== SELECTED PASSAGE ==
5.5% dividend yield! Here are the BT dividend forecasts for 2024 and 2025

Dividend forecasts for BT suggest it should keep paying above-average rewards to shareholders. Or is this just wishful thinking?

| More on:

The content of this article was relevant at the time of publishing. Circumstances change continuously and caution should therefore be exercised when relying upon any content contained within this article.

You’re reading a free article with opinions that may differ from The Motley Fool’s Premium Investing Services. Become a Motley Fool member today to get instant access to our top analyst recommendations, in-depth research, investing resources, and more. Learn More.

Middle-aged white man wearing glasses, staring into space over the top of his laptop in a coffee shop

Image source: Getty Images

The BT Group (LSE:BT-A.) share price is slowly recovering since its plunge last summer. But today, the FTSE 100 telecoms giant still offers giant yields, based on current dividend forecasts.

City analysts expect BT to raise the full-year shareholder payout to 7.74p per share in the last financial year (to March). This is up from the 7.7p reward the business shelled out a year earlier.

More steady dividend growth is being tipped for the next couple of years too. For fiscal 2024 and 2025, the business is tipped to pay dividends of 7.79p and 7.86p respectively.

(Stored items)
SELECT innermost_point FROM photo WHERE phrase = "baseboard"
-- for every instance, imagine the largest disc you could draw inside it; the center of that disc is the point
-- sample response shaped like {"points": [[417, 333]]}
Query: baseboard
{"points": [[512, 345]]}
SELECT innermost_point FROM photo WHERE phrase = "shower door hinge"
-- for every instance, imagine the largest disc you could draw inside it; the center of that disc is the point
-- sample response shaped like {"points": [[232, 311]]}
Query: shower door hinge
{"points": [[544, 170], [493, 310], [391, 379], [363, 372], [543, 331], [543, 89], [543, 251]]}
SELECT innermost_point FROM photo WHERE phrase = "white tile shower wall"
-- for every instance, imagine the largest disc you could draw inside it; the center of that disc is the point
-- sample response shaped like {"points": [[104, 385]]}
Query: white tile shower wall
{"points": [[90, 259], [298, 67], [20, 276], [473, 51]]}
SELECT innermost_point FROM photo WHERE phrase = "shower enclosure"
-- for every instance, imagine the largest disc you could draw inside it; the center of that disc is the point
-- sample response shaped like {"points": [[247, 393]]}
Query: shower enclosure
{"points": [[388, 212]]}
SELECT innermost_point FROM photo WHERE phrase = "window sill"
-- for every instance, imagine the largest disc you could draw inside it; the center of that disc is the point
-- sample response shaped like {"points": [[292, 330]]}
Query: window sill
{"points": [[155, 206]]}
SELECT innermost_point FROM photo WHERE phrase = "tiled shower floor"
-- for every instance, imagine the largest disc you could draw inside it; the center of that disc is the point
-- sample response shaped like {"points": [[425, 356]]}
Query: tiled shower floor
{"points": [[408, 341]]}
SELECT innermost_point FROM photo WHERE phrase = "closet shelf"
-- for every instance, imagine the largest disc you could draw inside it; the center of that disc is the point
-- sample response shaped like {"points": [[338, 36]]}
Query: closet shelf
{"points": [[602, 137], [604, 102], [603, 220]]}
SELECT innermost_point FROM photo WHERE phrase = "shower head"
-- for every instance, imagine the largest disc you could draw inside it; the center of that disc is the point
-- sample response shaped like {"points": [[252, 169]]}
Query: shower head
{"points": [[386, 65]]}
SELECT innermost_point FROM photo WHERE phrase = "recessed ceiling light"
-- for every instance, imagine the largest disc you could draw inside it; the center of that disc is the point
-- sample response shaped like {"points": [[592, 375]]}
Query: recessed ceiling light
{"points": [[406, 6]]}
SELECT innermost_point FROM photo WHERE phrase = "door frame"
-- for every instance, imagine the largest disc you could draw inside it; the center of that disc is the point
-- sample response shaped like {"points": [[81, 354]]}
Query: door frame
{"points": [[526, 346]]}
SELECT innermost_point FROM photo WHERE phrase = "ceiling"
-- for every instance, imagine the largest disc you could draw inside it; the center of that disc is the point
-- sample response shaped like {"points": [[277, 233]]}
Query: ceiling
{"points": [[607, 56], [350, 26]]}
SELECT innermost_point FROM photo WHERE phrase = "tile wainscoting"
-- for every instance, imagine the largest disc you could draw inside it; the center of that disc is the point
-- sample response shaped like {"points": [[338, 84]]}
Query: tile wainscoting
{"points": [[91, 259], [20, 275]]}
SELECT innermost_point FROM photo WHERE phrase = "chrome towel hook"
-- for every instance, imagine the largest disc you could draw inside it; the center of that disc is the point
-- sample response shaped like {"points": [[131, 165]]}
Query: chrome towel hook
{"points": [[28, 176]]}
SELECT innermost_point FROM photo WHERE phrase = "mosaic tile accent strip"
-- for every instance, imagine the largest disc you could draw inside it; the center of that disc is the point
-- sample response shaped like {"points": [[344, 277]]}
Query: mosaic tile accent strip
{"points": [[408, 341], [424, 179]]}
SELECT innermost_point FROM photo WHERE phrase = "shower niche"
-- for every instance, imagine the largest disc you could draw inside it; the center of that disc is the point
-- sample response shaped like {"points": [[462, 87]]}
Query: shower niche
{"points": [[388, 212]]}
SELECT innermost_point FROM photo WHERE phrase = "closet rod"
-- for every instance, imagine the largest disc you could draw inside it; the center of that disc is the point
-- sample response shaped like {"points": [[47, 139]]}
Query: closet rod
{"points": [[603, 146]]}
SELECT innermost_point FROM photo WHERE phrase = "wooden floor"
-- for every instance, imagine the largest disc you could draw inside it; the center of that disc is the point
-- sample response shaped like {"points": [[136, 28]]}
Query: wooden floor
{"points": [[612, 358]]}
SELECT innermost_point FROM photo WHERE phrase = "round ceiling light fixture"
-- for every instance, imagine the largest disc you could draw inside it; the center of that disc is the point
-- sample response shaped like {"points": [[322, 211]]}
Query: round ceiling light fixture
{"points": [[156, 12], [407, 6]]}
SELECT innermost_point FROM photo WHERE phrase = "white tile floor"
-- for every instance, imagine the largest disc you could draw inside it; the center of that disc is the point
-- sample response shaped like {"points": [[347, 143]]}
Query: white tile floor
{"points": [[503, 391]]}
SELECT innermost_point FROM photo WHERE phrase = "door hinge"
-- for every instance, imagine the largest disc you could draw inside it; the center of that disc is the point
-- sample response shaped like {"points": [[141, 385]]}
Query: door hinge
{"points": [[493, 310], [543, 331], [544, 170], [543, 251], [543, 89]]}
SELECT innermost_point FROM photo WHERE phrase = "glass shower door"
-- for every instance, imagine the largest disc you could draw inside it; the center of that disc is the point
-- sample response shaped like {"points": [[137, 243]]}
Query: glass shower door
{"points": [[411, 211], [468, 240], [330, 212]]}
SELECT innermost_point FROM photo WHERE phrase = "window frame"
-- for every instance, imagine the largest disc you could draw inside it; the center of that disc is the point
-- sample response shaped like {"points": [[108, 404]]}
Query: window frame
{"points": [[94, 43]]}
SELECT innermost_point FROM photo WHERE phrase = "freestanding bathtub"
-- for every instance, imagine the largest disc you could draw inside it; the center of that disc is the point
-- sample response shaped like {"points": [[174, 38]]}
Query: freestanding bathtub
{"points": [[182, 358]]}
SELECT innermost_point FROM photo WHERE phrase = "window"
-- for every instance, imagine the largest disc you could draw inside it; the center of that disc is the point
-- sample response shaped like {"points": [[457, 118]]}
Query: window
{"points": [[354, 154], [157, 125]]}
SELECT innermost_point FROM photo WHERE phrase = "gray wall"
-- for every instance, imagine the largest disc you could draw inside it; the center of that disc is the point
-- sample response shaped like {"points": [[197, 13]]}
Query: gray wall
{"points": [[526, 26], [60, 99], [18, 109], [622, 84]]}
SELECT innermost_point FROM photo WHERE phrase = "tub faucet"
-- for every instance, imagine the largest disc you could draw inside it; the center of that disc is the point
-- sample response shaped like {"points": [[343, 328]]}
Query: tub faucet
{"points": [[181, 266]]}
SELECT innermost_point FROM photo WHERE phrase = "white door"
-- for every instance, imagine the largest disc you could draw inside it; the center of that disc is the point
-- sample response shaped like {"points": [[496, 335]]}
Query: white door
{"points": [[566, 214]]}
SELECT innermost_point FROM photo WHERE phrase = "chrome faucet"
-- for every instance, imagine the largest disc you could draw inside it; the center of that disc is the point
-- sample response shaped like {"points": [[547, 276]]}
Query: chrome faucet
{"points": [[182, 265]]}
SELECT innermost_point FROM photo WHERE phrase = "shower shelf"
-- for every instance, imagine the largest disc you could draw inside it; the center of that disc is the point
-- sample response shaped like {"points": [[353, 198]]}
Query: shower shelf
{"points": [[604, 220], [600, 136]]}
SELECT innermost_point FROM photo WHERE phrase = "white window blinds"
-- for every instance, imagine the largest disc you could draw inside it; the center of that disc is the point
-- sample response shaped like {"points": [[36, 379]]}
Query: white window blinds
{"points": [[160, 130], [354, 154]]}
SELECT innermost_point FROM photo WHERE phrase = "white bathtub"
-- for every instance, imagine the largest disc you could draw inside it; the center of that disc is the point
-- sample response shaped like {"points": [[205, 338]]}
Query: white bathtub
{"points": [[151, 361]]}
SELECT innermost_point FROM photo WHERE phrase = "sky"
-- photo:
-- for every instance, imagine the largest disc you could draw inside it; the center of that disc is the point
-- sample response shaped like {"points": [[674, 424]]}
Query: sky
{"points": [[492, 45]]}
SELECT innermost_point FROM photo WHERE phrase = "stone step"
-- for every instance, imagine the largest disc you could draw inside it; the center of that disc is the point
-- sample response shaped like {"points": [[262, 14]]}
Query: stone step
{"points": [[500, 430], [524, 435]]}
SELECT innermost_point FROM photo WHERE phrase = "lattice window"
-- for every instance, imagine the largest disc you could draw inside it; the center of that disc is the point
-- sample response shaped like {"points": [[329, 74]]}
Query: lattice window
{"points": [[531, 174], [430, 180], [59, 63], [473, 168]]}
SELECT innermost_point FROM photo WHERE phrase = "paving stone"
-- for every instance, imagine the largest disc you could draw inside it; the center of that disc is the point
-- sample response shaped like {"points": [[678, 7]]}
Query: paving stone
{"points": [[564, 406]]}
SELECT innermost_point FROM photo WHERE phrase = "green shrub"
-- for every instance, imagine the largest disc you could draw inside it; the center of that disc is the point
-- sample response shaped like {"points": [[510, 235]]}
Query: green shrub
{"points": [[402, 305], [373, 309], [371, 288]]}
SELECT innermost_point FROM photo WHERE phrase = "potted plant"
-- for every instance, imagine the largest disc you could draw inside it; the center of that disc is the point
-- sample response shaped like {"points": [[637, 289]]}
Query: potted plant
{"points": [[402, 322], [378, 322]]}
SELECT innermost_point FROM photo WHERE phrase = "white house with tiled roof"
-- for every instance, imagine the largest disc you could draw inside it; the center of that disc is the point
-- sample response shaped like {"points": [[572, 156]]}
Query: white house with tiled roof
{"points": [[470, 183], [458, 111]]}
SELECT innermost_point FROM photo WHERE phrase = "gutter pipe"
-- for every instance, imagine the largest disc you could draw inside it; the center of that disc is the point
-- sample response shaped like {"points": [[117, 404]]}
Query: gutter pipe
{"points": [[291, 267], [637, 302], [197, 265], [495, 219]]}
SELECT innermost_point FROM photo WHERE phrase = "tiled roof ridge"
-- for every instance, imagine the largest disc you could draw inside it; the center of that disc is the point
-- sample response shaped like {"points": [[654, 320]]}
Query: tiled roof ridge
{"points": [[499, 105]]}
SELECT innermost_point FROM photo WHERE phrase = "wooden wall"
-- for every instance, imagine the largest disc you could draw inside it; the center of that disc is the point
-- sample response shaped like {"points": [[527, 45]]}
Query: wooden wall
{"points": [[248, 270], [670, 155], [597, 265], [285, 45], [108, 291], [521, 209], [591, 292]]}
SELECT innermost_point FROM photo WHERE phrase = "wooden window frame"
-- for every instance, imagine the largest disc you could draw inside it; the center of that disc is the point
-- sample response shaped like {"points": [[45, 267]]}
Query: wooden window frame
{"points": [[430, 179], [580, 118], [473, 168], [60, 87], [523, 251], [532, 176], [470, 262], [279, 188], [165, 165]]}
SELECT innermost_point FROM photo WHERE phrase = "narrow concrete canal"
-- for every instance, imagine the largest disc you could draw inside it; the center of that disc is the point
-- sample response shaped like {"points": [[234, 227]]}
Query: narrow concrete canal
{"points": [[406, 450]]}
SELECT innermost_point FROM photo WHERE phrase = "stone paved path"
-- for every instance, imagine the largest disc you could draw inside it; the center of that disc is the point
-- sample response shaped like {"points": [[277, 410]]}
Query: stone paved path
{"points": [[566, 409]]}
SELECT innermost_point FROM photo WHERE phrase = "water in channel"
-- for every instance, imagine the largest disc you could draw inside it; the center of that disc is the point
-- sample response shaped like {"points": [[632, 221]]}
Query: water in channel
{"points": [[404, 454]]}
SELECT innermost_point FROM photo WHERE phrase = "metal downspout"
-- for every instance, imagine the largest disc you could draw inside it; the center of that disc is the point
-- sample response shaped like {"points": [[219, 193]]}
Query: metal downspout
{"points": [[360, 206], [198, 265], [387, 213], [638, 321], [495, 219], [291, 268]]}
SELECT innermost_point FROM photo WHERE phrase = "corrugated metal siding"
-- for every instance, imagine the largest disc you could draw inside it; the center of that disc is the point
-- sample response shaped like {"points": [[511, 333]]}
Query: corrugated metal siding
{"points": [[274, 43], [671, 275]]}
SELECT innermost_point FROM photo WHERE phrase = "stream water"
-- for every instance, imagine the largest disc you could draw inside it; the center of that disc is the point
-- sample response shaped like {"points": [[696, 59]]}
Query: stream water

== REQUIRED TASK 1 ==
List every line in the entries that contains the string "closet", treating uppercase and lowercase letters as different.
== REQUIRED TASK 2 ==
Write the next part of the article on BT dividend forecasts, beginning right after its final sentence.
These stored entries have no connection to the article on BT dividend forecasts.

== ANSWER 1 ==
SELECT innermost_point FROM photo WHERE phrase = "closet shelf"
Query: closet shelf
SELECT innermost_point FROM photo WHERE phrase = "closet rod"
Query: closet rod

== ANSWER 2 ==
As a consequence, BT shares yield a market-beating 5.4% and 5.5% for the next two years. This is far ahead of the 3.8% average for FTSE 100 shares.

But how realistic are current payout forecasts? And should I buy the business for my stocks portfolio?

Good coverage, bad debts

One key metric when analysing dividend forecasts is how well predicted rewards are covered by anticipated earnings. A reading above 2 times is generally considered to offer a wide margin of safety.

Pleasingly for BT investors, estimated dividends for this year and next are covered 2.4 times and 2.5 times respectively.

However, it’s also important to look at a company’s balance sheet when considering the robustness of dividend projections. And for me, BT’s financial weakness casts a huge cloud over the level of future dividends.

Net debts continue to tick higher and as of the end of 2022 stood at a whopping £19.2bn. This was up more than £1.5bn year on year.

Threats to BT’s dividends

The trouble for BT is that the costs of rolling out its ultrafast broadband is costing huge sums of cash. And it has a lot more expense coming its way. As of last month, the business had connected less than 40% of the 25m premises it plans to have wired up.

The company’s net-debt-to-EBITDA ratio stood at an uncomfortable-looking 3.3 times, as of December. This is a big red flag when it comes to future dividends. There are good reasons to expect it to continue climbing too. And that’s not just because capital expenditure will remain elevated for years.

I think earnings at BT could be under pressure for several reasons. Profits at the business are endangered by the difficult economic environment here in the UK. The business is also being pressured by high levels of competition. Revenues dropped 1% in the nine months to December on account of these issues.

Companies in the highly regulated telecoms industry are also under threat from changes brought in by Ofcom. In February, for example, the regulator announced it was launching an investigation into the elevated price rises operators are set to introduce this month.

The result of any probe could put a big hole in BT’s profits column. So could other regulatory action that may occur later on.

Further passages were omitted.